**GIVEN REQUEST**
Reproduce the data in its entirety, exactly as supplied.

**SUPPLIED INFORMATION**
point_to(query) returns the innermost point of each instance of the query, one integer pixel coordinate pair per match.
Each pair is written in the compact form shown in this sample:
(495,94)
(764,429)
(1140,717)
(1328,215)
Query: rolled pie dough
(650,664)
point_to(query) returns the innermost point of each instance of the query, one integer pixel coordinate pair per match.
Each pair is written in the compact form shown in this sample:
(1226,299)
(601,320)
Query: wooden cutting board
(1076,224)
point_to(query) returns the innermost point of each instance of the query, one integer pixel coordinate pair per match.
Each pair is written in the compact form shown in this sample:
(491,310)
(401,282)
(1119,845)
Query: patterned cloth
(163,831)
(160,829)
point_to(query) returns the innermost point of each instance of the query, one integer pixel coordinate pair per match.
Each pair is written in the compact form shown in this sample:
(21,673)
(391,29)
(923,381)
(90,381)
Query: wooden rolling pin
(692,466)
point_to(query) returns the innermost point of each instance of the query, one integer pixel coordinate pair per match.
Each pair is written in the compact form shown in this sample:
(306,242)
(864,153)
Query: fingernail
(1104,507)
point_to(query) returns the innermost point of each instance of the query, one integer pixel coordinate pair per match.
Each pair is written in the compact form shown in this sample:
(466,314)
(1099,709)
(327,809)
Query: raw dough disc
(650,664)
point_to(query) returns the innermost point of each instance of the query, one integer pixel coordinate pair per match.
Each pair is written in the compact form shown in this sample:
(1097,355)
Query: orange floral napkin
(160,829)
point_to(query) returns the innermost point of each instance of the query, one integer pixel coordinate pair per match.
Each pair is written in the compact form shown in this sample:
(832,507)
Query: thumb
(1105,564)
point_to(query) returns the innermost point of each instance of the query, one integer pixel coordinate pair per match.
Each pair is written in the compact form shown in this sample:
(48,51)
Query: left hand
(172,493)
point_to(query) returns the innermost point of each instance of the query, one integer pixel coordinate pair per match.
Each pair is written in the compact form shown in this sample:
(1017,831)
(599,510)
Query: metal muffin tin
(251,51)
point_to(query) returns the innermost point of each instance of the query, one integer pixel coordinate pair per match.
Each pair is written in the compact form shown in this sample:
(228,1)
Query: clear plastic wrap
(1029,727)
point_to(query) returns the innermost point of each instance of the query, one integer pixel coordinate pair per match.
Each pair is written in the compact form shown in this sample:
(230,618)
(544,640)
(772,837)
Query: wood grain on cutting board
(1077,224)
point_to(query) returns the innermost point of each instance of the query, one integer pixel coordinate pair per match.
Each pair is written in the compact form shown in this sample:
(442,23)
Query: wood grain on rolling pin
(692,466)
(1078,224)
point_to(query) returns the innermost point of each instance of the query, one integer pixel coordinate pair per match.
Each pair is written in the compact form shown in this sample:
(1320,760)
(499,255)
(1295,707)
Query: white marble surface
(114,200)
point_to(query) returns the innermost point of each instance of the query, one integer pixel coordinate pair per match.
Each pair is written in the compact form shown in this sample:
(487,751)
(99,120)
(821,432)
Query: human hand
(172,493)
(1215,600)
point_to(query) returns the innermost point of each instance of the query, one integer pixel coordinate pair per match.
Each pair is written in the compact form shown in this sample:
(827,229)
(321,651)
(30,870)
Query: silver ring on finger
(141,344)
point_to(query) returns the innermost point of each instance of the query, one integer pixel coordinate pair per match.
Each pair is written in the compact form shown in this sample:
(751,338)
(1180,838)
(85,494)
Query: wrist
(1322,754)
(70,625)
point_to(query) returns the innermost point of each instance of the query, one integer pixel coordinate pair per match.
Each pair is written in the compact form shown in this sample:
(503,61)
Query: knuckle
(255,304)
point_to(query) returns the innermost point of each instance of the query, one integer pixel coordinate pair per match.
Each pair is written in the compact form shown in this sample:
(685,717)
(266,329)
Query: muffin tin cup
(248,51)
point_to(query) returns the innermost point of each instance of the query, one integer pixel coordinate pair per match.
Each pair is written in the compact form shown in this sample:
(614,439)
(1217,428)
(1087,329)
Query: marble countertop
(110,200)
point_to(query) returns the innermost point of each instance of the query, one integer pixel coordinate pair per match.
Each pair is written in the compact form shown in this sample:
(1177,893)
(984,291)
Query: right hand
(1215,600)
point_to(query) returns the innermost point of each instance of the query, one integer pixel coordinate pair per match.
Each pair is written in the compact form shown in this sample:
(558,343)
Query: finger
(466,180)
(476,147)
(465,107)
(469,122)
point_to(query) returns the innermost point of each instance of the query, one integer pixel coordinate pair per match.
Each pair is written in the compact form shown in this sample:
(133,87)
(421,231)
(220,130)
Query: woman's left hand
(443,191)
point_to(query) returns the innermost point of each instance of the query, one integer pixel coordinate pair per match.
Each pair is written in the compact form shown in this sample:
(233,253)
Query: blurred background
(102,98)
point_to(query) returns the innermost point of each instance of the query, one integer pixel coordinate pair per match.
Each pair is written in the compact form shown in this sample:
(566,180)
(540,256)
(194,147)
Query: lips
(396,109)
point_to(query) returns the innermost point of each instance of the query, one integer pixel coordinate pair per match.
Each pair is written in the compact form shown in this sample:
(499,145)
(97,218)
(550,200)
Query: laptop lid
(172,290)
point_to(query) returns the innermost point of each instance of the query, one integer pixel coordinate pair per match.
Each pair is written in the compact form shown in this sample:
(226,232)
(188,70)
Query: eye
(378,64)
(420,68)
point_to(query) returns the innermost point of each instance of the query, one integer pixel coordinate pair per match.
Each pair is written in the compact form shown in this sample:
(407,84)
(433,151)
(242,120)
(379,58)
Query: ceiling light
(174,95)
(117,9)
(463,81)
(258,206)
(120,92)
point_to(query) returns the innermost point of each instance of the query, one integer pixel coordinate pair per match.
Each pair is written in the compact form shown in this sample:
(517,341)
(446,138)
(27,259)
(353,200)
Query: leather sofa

**SOLUTION**
point_to(query) returns the innermost point of each instance of the query, one integer pixel coordinate pair per match.
Each pair is written in the compact form shown in this sample:
(495,94)
(764,429)
(1140,717)
(1328,215)
Query: rolled pie dough
(650,664)
point_to(query) returns the innermost point of each instance of the query, one integer pixel coordinate pair per match.
Each pair is written in the compact form shown in this sample:
(1226,299)
(601,320)
Query: wooden cutting board
(1076,224)
point_to(query) returns the innermost point of each instance of the query, one integer pixel coordinate pair per match.
Each pair is written in the compact form shown in this sample:
(491,310)
(401,282)
(1119,845)
Query: patterned cloth
(163,831)
(160,829)
point_to(query) returns the innermost point of each instance of the query, one integer pixel coordinate pair per match.
Each pair is written in the compact form shown in this sample:
(21,673)
(391,29)
(923,381)
(90,381)
Query: wooden rolling pin
(692,466)
point_to(query) returns the innermost point of each instance of the query, one integer pixel coordinate pair per match.
Each pair is written in the compact form shown in this sample:
(306,242)
(864,153)
Query: fingernail
(1104,507)
point_to(query) returns the innermost point of each instance of the query, one integer pixel coordinate pair per match.
Each pair is written in the compact form shown in this sample:
(466,314)
(1099,709)
(327,809)
Query: raw dough disc
(650,664)
point_to(query) returns the innermost point of each instance of the query, one integer pixel coordinate pair per match.
Each pair is written in the compact form shown in this sample:
(1097,355)
Query: orange floral napkin
(160,829)
point_to(query) returns the innermost point of each instance of the query, one integer pixel coordinate pair per match.
Each pair is written in the compact form shown in this sample:
(832,507)
Query: thumb
(1105,564)
point_to(query) returns the innermost point of each instance of the query, one integer pixel coordinate pair per match.
Each pair is written in the compact form shown in this sample:
(48,51)
Query: left hand
(172,493)
point_to(query) returns the innermost point of each instance of the query, one integer pixel coordinate pair per match.
Each pair is written in the compact form shown in this sample:
(1017,831)
(599,510)
Query: metal muffin tin
(251,51)
point_to(query) returns the innermost point of each instance of the query, one integer pixel coordinate pair per match.
Each pair is written in the compact form shown in this sample:
(228,1)
Query: clear plastic wrap
(1029,727)
point_to(query) returns the innermost point of each instance of the query, one integer pixel coordinate pair per match.
Each pair is written in the compact form shown in this sample:
(230,618)
(544,640)
(772,837)
Query: wood grain on cutting board
(1077,224)
point_to(query) returns the innermost point of each instance of the query, one integer pixel coordinate pair per match.
Each pair is written in the compact form shown in this sample:
(442,23)
Query: wood grain on rolling pin
(692,466)
(1078,224)
point_to(query) returns the innermost point of each instance of the query, one integer pixel coordinate pair per match.
Each pair is written in the compact form shown in this sample:
(1320,760)
(499,255)
(1295,707)
Query: white marble surface
(114,200)
point_to(query) returns the innermost point of each instance of the query, one integer pixel coordinate pair per match.
Each pair is written in the compact form shown in this sample:
(487,751)
(99,120)
(821,432)
Query: human hand
(172,493)
(1215,600)
point_to(query) returns the innermost point of each instance of the query, one integer pixel coordinate pair per match.
Each pair is written in the compact form shown in this sample:
(827,229)
(321,651)
(30,870)
Query: silver ring on finger
(141,344)
point_to(query) returns the innermost point of each instance of the query, one integer pixel coordinate pair per match.
Each pair is written in the compact form shown in this sample:
(751,338)
(1180,838)
(85,494)
Query: wrist
(1322,754)
(70,625)
point_to(query) returns the innermost point of each instance of the query, one integer pixel coordinate pair per match.
Each pair is written in the compact form shown in this sample:
(503,61)
Query: knuckle
(255,304)
point_to(query) returns the innermost point of each instance of the query, one integer pixel coordinate pair per match.
Each pair is written in the compact form shown in this sample:
(685,717)
(266,329)
Query: muffin tin cup
(248,51)
point_to(query) returns the innermost point of each instance of the query, one integer pixel coordinate pair per match.
Each pair is written in the compact form shown in this sample:
(614,439)
(1217,428)
(1087,329)
Query: marble countertop
(110,200)
point_to(query) returns the innermost point of each instance of the query, one integer pixel coordinate pair per match.
Each pair is written in the compact form shown in this sample:
(1177,893)
(984,291)
Query: right hand
(1215,600)
point_to(query) returns the innermost point of each instance of the query, one integer pixel coordinate pair per match.
Each pair is written in the compact form shown in this sample:
(558,343)
Query: finger
(466,180)
(476,147)
(465,107)
(469,122)
point_to(query) returns the innermost point of each instance of the query, one integer pixel coordinate pair per match.
Each pair is written in the compact form shown in this sample:
(133,87)
(421,231)
(220,130)
Query: woman's left hand
(443,191)
point_to(query) returns the innermost point of each instance of the query, one integer pixel coordinate pair per match.
Each pair is written in the compact form shown in this sample:
(233,253)
Query: blurred background
(102,98)
point_to(query) returns the innermost point of each instance of the query, one integer pixel coordinate pair per match.
Each pair is written in the compact form shown in this sample:
(566,180)
(540,256)
(194,147)
Query: lips
(396,109)
point_to(query) returns the innermost point of each instance of the query, one integer pixel coordinate pair per match.
Each pair is written in the compact form shown in this sample:
(499,145)
(97,218)
(550,200)
Query: laptop lid
(172,290)
point_to(query) returns the innermost point of each instance of the query, one integer pixel coordinate pair per match.
Each pair is written in the compact form shown in this sample:
(226,232)
(188,70)
Query: eye
(378,64)
(420,68)
point_to(query) returns the innermost point of each instance of the query, one integer pixel coordinate pair per match.
Each pair is written in the compact form shown in this sample:
(407,84)
(433,151)
(242,120)
(379,58)
Query: ceiling light
(174,95)
(117,9)
(463,81)
(258,206)
(120,92)
point_to(query) returns the innermost point of each instance of the query, one integer pixel coordinate pair per match.
Each pair is written in the compact form shown in this sample:
(517,341)
(446,138)
(27,259)
(353,200)
Query: leather sofa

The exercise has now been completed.